Put each line of the records into a Markdown table with the columns "Row" and "Line", numbering the rows and leaving out any blank lines.

#####

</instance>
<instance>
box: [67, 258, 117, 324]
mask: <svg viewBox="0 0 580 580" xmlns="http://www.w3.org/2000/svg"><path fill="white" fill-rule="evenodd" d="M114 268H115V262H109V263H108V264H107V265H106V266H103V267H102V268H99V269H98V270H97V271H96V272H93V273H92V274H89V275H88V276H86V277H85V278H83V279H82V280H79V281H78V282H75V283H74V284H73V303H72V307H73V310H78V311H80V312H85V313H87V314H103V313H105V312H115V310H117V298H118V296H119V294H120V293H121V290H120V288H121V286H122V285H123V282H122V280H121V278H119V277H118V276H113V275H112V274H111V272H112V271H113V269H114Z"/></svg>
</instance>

#####

*Exercise output*
| Row | Line |
|---|---|
| 1 | </instance> |
| 2 | <instance> |
| 3 | box: [67, 258, 117, 324] |
| 4 | mask: <svg viewBox="0 0 580 580" xmlns="http://www.w3.org/2000/svg"><path fill="white" fill-rule="evenodd" d="M114 268H115V262H109V263H108V264H107V265H106V266H103V267H102V268H99V269H98V270H97V271H96V272H93V273H92V274H89V275H88V276H86V277H85V278H83V279H82V280H79V281H78V282H75V283H74V284H73V303H72V307H73V310H78V311H80V312H85V313H87V314H103V313H105V312H115V310H117V298H118V296H119V294H120V293H121V290H120V288H121V286H122V285H123V282H122V280H121V278H119V277H118V276H113V275H112V274H111V272H112V271H113V269H114Z"/></svg> |
| 5 | </instance> |